**WHAT YOU SHOULD DO**
Transcribe all of the rows below without alteration, leaving the pictures out of your response.

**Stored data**
^^^^^^^^
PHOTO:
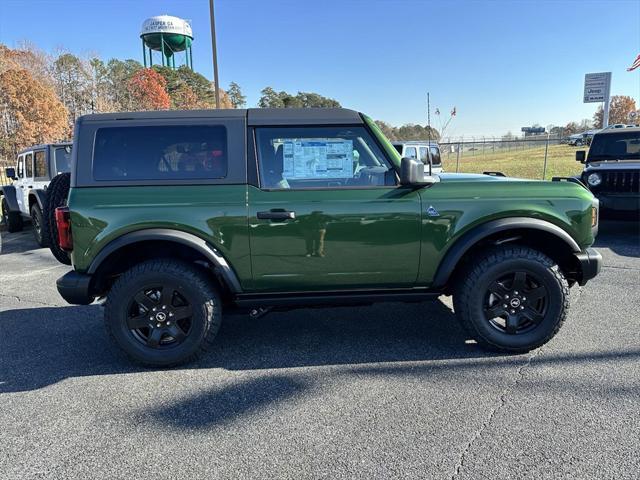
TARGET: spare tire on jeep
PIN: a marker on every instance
(57, 194)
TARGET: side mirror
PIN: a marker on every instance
(412, 173)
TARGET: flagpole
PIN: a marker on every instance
(429, 132)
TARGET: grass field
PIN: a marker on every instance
(528, 163)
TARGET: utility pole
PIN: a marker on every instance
(215, 53)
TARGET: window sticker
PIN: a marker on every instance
(317, 159)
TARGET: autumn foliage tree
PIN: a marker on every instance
(619, 109)
(30, 112)
(148, 90)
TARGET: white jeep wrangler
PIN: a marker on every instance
(25, 197)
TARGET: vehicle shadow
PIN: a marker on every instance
(41, 346)
(623, 238)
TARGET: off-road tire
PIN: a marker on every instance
(193, 285)
(474, 282)
(12, 220)
(39, 226)
(57, 194)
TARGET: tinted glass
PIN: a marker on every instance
(424, 155)
(411, 152)
(160, 153)
(62, 157)
(618, 146)
(28, 161)
(320, 157)
(435, 156)
(39, 165)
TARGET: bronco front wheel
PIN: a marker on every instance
(163, 312)
(512, 299)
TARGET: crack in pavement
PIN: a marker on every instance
(574, 296)
(503, 402)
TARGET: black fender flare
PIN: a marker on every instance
(40, 196)
(218, 261)
(484, 230)
(9, 192)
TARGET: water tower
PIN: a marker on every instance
(167, 35)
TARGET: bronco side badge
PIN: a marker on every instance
(432, 212)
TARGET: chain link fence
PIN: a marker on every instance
(539, 157)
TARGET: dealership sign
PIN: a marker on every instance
(597, 87)
(532, 129)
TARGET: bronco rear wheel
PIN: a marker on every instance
(163, 312)
(513, 299)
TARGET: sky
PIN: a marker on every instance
(502, 64)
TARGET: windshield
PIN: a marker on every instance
(62, 157)
(389, 149)
(618, 146)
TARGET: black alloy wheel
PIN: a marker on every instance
(516, 303)
(512, 298)
(163, 312)
(159, 316)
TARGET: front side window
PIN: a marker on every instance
(411, 152)
(424, 155)
(28, 161)
(320, 157)
(194, 152)
(21, 167)
(39, 165)
(435, 156)
(615, 146)
(62, 156)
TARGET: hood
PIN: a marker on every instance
(475, 177)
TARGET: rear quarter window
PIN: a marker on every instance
(40, 166)
(163, 152)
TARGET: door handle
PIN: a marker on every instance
(276, 215)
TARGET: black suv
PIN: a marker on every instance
(612, 170)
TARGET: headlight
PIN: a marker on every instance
(594, 179)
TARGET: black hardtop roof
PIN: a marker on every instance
(415, 142)
(254, 116)
(45, 145)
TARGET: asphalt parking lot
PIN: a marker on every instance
(390, 391)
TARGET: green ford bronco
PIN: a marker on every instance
(174, 217)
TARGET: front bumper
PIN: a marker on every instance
(590, 262)
(75, 287)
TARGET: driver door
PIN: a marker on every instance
(27, 182)
(328, 213)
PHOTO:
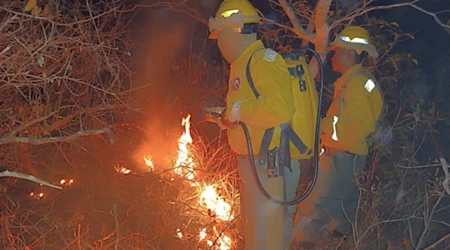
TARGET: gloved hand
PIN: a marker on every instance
(226, 123)
(217, 115)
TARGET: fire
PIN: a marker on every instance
(66, 182)
(209, 199)
(149, 163)
(185, 164)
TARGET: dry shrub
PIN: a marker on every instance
(65, 73)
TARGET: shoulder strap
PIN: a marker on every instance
(268, 134)
(249, 76)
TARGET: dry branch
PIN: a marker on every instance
(69, 138)
(446, 182)
(27, 177)
(65, 74)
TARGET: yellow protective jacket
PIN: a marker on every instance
(354, 112)
(275, 104)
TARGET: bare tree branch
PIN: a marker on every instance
(28, 177)
(364, 10)
(322, 27)
(40, 141)
(446, 182)
(298, 29)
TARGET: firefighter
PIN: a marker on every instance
(353, 115)
(235, 26)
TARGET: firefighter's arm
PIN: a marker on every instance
(275, 104)
(360, 116)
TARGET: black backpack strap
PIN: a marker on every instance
(286, 127)
(268, 134)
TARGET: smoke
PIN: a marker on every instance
(160, 36)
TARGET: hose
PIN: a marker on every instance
(316, 146)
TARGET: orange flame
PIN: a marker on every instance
(208, 197)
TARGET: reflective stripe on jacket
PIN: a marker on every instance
(353, 113)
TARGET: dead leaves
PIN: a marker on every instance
(35, 8)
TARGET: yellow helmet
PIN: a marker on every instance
(356, 38)
(239, 15)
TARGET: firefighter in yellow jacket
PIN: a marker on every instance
(352, 117)
(235, 26)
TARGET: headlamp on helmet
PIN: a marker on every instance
(238, 15)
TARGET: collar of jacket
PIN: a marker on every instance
(245, 56)
(349, 73)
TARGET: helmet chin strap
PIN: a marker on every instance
(249, 28)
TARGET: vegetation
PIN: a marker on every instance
^^^^^^^^
**COMPLETED EXERCISE**
PHOTO:
TARGET: spare tire on jeep
PIN: a marker on every instance
(57, 194)
TARGET: side mirror
PIN: a marker on every instance
(412, 173)
TARGET: flagpole
PIN: a marker on every instance
(429, 132)
TARGET: grass field
PIN: a marker on every instance
(528, 163)
TARGET: utility pole
PIN: a marker on every instance
(215, 53)
TARGET: window sticker
PIN: a marker on every instance
(317, 159)
TARGET: autumn foliage tree
PIN: a marker on every instance
(619, 109)
(30, 112)
(148, 90)
TARGET: white jeep wrangler
PIN: a marker on every instance
(25, 197)
TARGET: vehicle shadow
PIN: a marker on every instance
(41, 346)
(623, 238)
TARGET: off-road tire
PIN: a marker on every instance
(193, 285)
(474, 282)
(12, 220)
(39, 226)
(57, 194)
TARGET: tinted glass
PIN: a marker on every instance
(424, 155)
(411, 152)
(160, 153)
(62, 157)
(618, 146)
(28, 161)
(320, 157)
(435, 156)
(39, 165)
TARGET: bronco front wheel
PIN: a marker on every instance
(163, 312)
(512, 299)
TARGET: crack in pavement
PIN: a marker on every instance
(574, 296)
(503, 402)
TARGET: black fender flare
PIN: a marker on every instance
(40, 196)
(218, 261)
(484, 230)
(9, 192)
TARGET: water tower
PIN: a marker on every instance
(167, 35)
TARGET: bronco side badge
PIN: a marker on every instance
(432, 212)
TARGET: chain link fence
PIN: a marker on every instance
(539, 157)
TARGET: dealership sign
PIN: a marker on every instance
(597, 87)
(532, 129)
TARGET: bronco rear wheel
PIN: a marker on every instance
(163, 312)
(513, 299)
TARGET: sky
PIN: a marker on every instance
(502, 64)
TARGET: windshield
PIN: a marker on every instance
(62, 157)
(389, 149)
(618, 146)
TARGET: black alloy wheel
PIN: a marker on every instance
(516, 303)
(512, 298)
(163, 312)
(159, 316)
TARGET: front side window
PIN: a marker on every instance
(411, 152)
(424, 155)
(28, 161)
(320, 157)
(194, 152)
(21, 167)
(39, 165)
(435, 156)
(615, 146)
(62, 156)
TARGET: hood
PIN: a marker on every instance
(475, 177)
TARGET: rear quarter window
PIN: a marker on every instance
(40, 166)
(163, 152)
TARGET: door handle
PIN: a marker on every instance
(276, 215)
TARGET: black suv
PIN: a marker on every instance
(612, 170)
TARGET: headlight
PIN: a marker on every instance
(594, 179)
TARGET: black hardtop roof
PIN: a marker on every instance
(415, 142)
(254, 116)
(45, 145)
TARGET: asphalt parking lot
PIN: a marker on every instance
(390, 391)
TARGET: green ford bronco
PIN: a marker on every instance
(174, 217)
TARGET: front bumper
PIN: a marker on every instance
(590, 262)
(75, 287)
TARGET: driver door
PIN: a marker on every instance
(27, 182)
(328, 213)
PHOTO:
TARGET: gloved hand
PIN: a marker on every instance
(226, 123)
(217, 115)
TARGET: fire
PIN: a marker on every instance
(66, 182)
(209, 199)
(149, 163)
(185, 164)
TARGET: dry shrub
PIN: a marker on every instance
(65, 73)
TARGET: shoulder strap
PIN: a marker on every instance
(268, 134)
(249, 76)
TARGET: dry branch
PIN: a marker on every instance
(69, 138)
(446, 182)
(27, 177)
(65, 74)
TARGET: yellow protective jacket
PIN: a marker on every instance
(354, 112)
(275, 104)
TARGET: bare tree branch
PIN: a marker on every instance
(28, 177)
(364, 10)
(322, 27)
(40, 141)
(446, 182)
(298, 29)
TARGET: firefighter
PIN: a marker on every instance
(353, 115)
(235, 26)
TARGET: firefighter's arm
PIN: a marker on every instance
(275, 104)
(360, 116)
TARGET: black backpack strap
PIN: a marker on every instance
(286, 127)
(268, 134)
TARGET: smoke
PIN: a marker on every instance
(160, 36)
TARGET: hose
PIN: a marker on every instance
(316, 146)
TARGET: orange flame
PIN: a marker on every instance
(208, 197)
TARGET: reflective stripe on jacket
PIN: a marker on every instance
(353, 113)
TARGET: dead leaves
PIN: a marker on every instance
(35, 8)
TARGET: yellow helmet
PIN: a marker on every instance
(356, 38)
(239, 15)
TARGET: firefighter in yellow jacket
PIN: a marker on every instance
(352, 117)
(235, 26)
TARGET: headlamp on helmet
PIN: a marker on every instance
(238, 15)
TARGET: collar of jacket
PIN: a marker on every instance
(245, 56)
(349, 73)
TARGET: helmet chin strap
PIN: a marker on every instance
(249, 28)
TARGET: vegetation
PIN: a marker on every instance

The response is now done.